# [Task goal]
Range to reproduce from the entries below: the line with "Target: wake behind canoe", the line with "Task: place a pin on each instance of the foliage.", and every line in between. Give them exactly and give nothing else.

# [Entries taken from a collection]
────
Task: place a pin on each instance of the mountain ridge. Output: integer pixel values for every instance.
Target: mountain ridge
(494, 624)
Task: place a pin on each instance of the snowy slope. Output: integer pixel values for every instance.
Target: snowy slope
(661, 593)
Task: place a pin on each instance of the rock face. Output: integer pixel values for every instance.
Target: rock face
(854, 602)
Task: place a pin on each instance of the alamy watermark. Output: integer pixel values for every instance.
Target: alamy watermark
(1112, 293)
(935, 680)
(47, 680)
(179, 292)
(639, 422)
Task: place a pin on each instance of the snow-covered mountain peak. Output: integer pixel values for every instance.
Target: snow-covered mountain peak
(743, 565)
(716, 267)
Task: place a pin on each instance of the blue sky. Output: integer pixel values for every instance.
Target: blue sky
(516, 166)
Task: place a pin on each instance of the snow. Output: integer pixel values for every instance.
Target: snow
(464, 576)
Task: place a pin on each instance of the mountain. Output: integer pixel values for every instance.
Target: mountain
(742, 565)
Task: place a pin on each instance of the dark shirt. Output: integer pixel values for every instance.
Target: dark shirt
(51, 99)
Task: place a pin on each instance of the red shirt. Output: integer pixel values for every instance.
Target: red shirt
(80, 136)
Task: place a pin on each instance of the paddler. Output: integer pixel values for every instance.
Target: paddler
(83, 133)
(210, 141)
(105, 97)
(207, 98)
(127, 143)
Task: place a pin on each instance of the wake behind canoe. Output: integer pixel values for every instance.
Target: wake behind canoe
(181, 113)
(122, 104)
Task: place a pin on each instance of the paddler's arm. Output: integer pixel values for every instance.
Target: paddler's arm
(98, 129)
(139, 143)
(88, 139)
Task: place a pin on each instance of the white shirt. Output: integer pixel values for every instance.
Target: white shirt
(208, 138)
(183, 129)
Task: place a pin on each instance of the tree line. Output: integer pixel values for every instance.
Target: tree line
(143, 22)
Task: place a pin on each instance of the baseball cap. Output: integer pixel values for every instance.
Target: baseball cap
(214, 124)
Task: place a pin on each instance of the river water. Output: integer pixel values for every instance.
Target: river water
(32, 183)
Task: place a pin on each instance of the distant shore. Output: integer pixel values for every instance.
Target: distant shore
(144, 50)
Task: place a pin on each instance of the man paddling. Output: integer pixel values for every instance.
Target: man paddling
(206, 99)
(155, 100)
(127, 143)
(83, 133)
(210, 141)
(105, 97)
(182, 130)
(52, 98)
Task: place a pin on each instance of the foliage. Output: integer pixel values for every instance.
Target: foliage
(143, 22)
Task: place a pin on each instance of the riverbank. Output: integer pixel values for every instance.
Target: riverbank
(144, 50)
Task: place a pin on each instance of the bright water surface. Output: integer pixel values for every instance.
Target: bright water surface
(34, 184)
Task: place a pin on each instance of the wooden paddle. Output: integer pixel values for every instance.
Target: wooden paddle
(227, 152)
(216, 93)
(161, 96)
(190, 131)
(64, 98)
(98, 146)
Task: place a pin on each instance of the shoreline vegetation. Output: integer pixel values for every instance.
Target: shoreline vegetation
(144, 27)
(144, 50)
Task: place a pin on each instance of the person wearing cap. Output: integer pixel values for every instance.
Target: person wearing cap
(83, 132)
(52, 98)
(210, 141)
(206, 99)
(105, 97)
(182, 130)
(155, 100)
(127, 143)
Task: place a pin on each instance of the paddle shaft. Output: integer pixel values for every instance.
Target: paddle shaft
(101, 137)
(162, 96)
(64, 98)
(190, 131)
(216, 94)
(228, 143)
────
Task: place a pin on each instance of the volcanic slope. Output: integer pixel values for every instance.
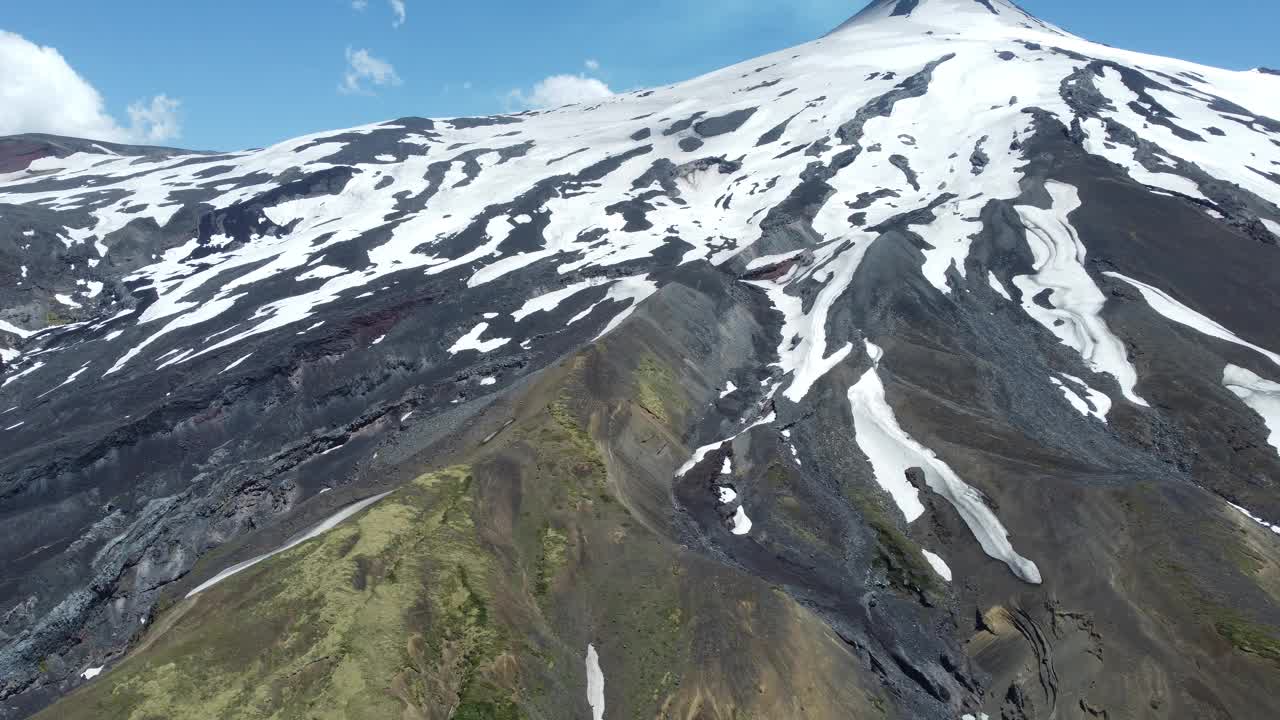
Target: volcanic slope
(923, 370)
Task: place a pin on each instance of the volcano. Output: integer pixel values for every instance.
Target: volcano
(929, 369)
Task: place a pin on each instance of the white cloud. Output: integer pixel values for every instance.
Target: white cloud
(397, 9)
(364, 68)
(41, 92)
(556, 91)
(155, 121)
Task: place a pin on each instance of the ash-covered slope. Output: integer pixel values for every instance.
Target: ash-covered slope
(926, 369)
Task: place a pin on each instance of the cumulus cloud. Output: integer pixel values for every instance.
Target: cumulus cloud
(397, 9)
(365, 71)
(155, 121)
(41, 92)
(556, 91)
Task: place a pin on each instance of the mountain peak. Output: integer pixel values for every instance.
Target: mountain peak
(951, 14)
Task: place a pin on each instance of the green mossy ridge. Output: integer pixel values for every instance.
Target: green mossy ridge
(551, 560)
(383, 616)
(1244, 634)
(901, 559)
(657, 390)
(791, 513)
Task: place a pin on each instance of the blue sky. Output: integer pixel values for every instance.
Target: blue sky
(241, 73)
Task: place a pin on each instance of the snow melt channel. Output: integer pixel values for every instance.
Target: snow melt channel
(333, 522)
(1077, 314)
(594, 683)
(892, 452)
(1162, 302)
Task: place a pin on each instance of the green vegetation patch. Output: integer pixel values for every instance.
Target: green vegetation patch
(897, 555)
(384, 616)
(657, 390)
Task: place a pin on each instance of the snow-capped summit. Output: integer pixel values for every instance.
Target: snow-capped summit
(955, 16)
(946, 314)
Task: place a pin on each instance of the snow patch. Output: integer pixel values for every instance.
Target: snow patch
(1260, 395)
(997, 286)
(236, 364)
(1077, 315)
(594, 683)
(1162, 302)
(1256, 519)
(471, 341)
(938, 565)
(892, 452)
────
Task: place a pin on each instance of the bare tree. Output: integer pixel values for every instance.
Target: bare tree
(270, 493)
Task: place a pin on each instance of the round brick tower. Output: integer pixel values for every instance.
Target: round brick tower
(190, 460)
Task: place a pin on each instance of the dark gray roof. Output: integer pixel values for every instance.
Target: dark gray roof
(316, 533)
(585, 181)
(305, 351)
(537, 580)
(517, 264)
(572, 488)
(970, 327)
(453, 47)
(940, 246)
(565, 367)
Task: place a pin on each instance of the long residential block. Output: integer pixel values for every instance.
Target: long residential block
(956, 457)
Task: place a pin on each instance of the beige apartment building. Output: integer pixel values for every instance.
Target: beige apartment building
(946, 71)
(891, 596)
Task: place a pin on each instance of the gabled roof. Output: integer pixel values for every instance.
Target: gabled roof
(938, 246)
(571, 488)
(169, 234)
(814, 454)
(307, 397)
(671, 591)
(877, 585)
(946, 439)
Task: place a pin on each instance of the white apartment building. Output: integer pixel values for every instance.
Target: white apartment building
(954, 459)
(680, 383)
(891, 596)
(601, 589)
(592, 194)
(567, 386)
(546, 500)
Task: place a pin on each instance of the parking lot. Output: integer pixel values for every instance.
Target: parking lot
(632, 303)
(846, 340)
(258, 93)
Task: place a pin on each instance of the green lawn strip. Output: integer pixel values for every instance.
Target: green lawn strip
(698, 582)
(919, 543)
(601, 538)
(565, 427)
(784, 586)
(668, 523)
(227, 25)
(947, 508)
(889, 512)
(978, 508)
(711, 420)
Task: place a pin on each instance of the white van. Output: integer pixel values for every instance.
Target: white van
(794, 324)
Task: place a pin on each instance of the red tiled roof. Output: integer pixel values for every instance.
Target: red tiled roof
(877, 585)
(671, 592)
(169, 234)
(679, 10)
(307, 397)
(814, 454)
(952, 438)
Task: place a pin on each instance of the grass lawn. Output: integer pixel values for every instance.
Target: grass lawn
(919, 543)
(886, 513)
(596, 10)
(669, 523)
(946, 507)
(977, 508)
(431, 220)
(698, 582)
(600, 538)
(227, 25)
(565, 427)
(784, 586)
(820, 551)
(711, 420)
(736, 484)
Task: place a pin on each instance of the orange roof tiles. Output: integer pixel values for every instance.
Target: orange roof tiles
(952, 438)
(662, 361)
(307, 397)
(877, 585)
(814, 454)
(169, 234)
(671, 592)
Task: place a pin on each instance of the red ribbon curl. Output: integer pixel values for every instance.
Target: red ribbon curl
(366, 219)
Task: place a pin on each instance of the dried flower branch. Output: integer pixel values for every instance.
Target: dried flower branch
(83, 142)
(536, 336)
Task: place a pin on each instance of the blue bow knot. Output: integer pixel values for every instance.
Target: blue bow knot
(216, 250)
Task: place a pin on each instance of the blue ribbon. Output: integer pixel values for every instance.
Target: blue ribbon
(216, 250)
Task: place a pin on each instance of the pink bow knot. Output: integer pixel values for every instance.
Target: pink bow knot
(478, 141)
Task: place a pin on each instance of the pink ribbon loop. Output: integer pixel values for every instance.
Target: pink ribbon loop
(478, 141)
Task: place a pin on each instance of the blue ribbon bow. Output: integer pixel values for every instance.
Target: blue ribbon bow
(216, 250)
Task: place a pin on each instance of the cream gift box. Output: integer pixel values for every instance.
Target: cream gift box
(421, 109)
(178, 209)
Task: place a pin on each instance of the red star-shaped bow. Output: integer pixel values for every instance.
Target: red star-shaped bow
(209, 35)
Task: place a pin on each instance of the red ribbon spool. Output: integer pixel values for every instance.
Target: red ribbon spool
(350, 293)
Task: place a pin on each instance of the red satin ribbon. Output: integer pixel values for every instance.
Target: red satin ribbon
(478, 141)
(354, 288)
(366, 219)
────
# [Output for this task]
Target: wake behind canoe
(181, 113)
(122, 104)
Task: place a pin on each instance of the paddler's arm. Output: integer pixel values for every instance.
Target: paddler's arm
(98, 129)
(139, 143)
(88, 139)
Task: place a pin on each instance of the white shirt. Output: integer pixel values for every instance.
Target: white shirt
(208, 138)
(183, 129)
Task: place a pin on each instance of the tree line. Output: integer pixel values for every instance.
Target: tree line
(143, 22)
Task: place a pin on each instance of the baseball cap. Output: integer pixel values for every instance.
Target: baseball cap
(214, 124)
Task: place a pin on each instance of the river water. Output: integer pixel values for every instance.
Target: river water
(32, 183)
Task: place a pin on each instance of the distant shore. Output: integer pixel values for every instance.
Target: distant shore
(144, 50)
Task: place a pin on each instance of the man paddling. Output: integer pixel values for every instance.
Target: man paddling
(206, 99)
(155, 100)
(127, 143)
(83, 133)
(210, 141)
(105, 97)
(182, 130)
(52, 98)
Task: place a pin on each instance of the foliage. Output: integer pixel values for every instance.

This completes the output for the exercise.